─── Available data

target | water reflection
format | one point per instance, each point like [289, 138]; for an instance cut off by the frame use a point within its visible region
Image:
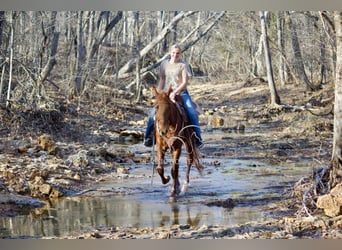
[146, 205]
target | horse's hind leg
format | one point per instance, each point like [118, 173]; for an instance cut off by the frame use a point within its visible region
[187, 177]
[160, 168]
[164, 179]
[174, 172]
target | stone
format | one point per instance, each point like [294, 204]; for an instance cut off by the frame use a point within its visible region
[332, 202]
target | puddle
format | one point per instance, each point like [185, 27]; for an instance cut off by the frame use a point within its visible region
[140, 200]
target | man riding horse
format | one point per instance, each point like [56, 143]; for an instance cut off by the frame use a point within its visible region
[174, 74]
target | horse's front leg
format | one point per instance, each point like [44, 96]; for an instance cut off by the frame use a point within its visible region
[174, 172]
[160, 168]
[187, 176]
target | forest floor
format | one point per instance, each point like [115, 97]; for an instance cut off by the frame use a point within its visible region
[81, 136]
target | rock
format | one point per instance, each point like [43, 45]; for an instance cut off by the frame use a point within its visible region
[332, 202]
[47, 143]
[45, 189]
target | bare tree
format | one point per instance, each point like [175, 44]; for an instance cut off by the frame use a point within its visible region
[274, 100]
[281, 45]
[298, 59]
[336, 166]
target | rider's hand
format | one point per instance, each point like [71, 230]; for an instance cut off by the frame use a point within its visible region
[172, 96]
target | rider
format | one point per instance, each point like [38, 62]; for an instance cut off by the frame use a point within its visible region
[175, 73]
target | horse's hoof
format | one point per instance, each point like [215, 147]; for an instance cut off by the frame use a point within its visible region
[166, 180]
[184, 188]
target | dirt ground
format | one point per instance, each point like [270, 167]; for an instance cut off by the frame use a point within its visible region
[301, 129]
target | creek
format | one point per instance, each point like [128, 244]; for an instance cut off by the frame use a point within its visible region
[138, 199]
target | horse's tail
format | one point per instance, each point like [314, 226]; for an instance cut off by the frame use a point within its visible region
[196, 159]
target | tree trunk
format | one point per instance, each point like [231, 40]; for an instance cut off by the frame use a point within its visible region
[281, 46]
[80, 55]
[12, 19]
[298, 59]
[336, 166]
[2, 18]
[274, 95]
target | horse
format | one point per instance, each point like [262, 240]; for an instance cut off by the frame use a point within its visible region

──────

*Directions for this task*: Taking the records above as input, show every line in which the word "horse" is present.

*Written solution*:
target | horse's hind leg
target | man riding horse
target | horse's front leg
target | horse's hoof
target | horse's tail
target | horse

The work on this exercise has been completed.